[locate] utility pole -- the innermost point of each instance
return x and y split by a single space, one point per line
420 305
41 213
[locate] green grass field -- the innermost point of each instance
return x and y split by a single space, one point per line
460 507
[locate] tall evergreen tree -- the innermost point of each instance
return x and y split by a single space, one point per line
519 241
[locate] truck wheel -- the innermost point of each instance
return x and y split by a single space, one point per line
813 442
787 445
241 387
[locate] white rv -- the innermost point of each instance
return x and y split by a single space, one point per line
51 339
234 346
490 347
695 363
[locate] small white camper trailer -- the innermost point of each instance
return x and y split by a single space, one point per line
▬▬▬▬▬▬
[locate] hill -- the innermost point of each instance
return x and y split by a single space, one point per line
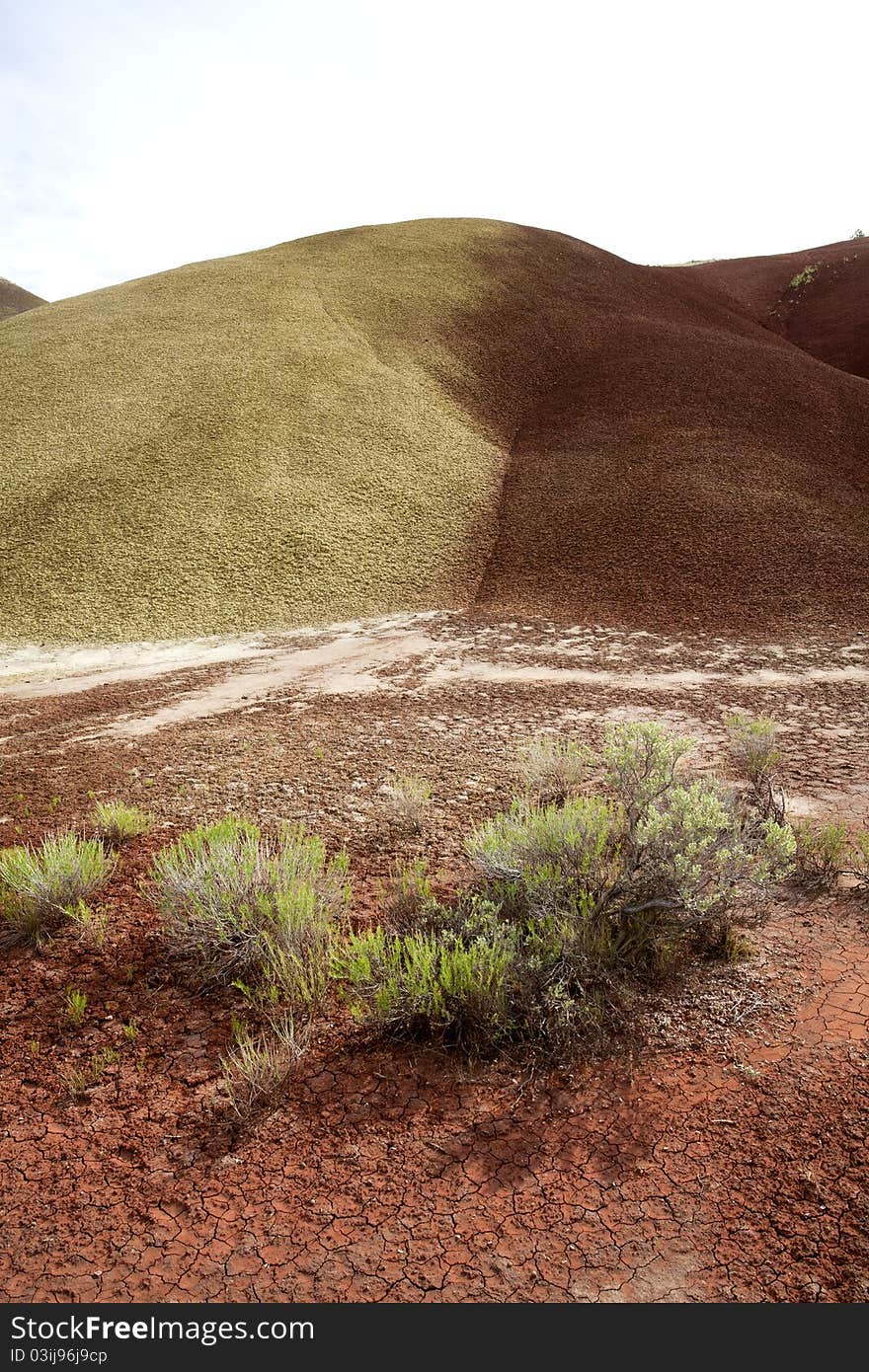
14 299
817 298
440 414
▬▬▬▬▬▬
_Directions for this task_: Determine the number of lines in the listing above containing the word "instance"; respond with that figure only.

_Exercise output_: 7